# start of Supplied entries

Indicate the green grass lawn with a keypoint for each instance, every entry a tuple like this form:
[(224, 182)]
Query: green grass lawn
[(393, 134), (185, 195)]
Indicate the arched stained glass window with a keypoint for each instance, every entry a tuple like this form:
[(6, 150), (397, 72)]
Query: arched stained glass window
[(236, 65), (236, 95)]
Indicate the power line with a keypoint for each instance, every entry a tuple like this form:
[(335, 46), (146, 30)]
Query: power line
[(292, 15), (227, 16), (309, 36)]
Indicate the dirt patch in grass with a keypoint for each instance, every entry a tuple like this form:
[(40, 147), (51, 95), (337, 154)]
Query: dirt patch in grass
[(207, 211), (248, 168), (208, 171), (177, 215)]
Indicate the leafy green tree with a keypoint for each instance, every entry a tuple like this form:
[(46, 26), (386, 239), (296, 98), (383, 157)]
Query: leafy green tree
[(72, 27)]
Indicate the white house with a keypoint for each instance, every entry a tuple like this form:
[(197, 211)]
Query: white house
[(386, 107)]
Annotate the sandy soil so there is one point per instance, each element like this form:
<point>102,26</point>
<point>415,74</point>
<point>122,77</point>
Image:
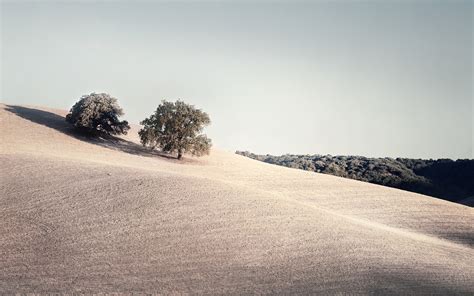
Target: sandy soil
<point>78,215</point>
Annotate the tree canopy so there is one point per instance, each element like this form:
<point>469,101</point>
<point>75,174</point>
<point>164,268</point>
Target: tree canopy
<point>98,114</point>
<point>176,127</point>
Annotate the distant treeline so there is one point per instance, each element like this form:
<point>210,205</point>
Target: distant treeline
<point>443,178</point>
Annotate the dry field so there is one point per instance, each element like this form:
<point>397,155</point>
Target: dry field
<point>93,216</point>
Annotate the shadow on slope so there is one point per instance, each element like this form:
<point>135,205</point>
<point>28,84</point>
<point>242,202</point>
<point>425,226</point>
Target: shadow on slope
<point>59,123</point>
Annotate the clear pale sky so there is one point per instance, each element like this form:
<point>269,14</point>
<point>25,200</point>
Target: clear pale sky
<point>359,78</point>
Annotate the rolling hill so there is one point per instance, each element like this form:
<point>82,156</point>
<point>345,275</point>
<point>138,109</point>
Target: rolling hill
<point>83,215</point>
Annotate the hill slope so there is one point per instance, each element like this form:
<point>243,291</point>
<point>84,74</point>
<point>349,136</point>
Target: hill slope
<point>90,216</point>
<point>442,178</point>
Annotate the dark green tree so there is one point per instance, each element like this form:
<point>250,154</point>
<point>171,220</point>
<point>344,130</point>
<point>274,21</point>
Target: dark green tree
<point>98,114</point>
<point>176,127</point>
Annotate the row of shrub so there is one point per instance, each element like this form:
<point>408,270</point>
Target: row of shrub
<point>443,178</point>
<point>174,127</point>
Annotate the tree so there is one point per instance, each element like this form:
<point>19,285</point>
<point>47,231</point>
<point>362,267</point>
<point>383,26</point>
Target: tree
<point>176,127</point>
<point>98,114</point>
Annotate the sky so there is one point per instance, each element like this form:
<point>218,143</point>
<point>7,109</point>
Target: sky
<point>371,78</point>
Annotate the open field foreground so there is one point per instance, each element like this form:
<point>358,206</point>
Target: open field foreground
<point>93,216</point>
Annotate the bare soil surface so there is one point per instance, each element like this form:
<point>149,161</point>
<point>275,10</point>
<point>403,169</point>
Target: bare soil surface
<point>90,216</point>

# end of Supplied entries

» What you should do
Copy out every entry above word for word, leaving out the pictures.

» Answer to the problem
Indicate the green grass lawn with a keypoint for each instance, every entry a tuple like this form:
[(224, 182)]
Query: green grass lawn
[(393, 134), (185, 195)]
Indicate the arched stained glass window with a keypoint for each instance, every entry a tuple like this form:
[(6, 150), (397, 72)]
Query: arched stained glass window
[(236, 65), (236, 95)]
Indicate the power line with a keypoint for each instance, every entry a tuple like this form:
[(335, 46), (146, 30)]
Query: power line
[(292, 15), (227, 16), (309, 36)]
Indicate the dirt patch in grass with a keypoint for each instance, every entry a tuple like this form:
[(40, 147), (51, 95), (337, 154)]
Query: dirt patch in grass
[(207, 211), (248, 168), (208, 171), (177, 215)]
Indicate the leafy green tree with a keypoint for each instance, every entry a tuple like this form:
[(46, 26), (386, 239), (296, 98), (383, 157)]
Query: leafy green tree
[(72, 27)]
Indicate the white house with a keypoint for each instance, every entry a tuple like this form:
[(197, 211)]
Query: white house
[(386, 107)]
Annotate the sandy soil so there is one point per instance, each element like this form:
<point>102,26</point>
<point>415,74</point>
<point>122,77</point>
Image:
Target: sandy soil
<point>78,215</point>
Annotate the tree canopy so there is one point per instance, each element like this form:
<point>469,101</point>
<point>75,174</point>
<point>164,268</point>
Target: tree canopy
<point>98,114</point>
<point>176,127</point>
Annotate the distant treeline so there is one point per instance, each element like this form:
<point>210,205</point>
Target: distant treeline
<point>443,178</point>
Annotate the dry field so there is one point per instance, each element like this form:
<point>397,155</point>
Target: dry field
<point>93,216</point>
Annotate the shadow on slope so there is one point per instance, each element like this form:
<point>135,205</point>
<point>28,84</point>
<point>242,202</point>
<point>425,226</point>
Target: shadow on slope
<point>59,123</point>
Annotate the clear pale sky so there is one point per instance, each element like this form:
<point>269,14</point>
<point>25,200</point>
Target: clear pale sky
<point>359,78</point>
Annotate the rolling hill so there is one point per instance, each element like this form:
<point>82,156</point>
<point>345,275</point>
<point>138,109</point>
Target: rolling hill
<point>83,215</point>
Annotate the hill slope so there is one point per instance, each element like this form:
<point>243,291</point>
<point>84,74</point>
<point>349,136</point>
Target: hill slope
<point>90,216</point>
<point>442,178</point>
Annotate the dark green tree so there is one point per instance, each element like this form:
<point>250,154</point>
<point>171,220</point>
<point>344,130</point>
<point>274,21</point>
Target: dark green tree
<point>98,114</point>
<point>176,127</point>
Annotate the row of shrub so there is one point per instance, each element like this form:
<point>408,270</point>
Target: row of shrub
<point>443,178</point>
<point>174,127</point>
Annotate the tree so there is one point per instance, each element like this form:
<point>19,285</point>
<point>47,231</point>
<point>362,267</point>
<point>383,26</point>
Target: tree
<point>176,127</point>
<point>98,114</point>
Annotate the sky so there is one point per instance, each element like this form:
<point>218,143</point>
<point>7,109</point>
Target: sky
<point>371,78</point>
Annotate the open field foreground so there is one point per instance, each element like this form:
<point>358,206</point>
Target: open field foreground
<point>93,216</point>
Annotate the bare soil surface so there is one point per instance, each element like this form:
<point>149,161</point>
<point>275,10</point>
<point>403,169</point>
Target: bare soil surface
<point>90,216</point>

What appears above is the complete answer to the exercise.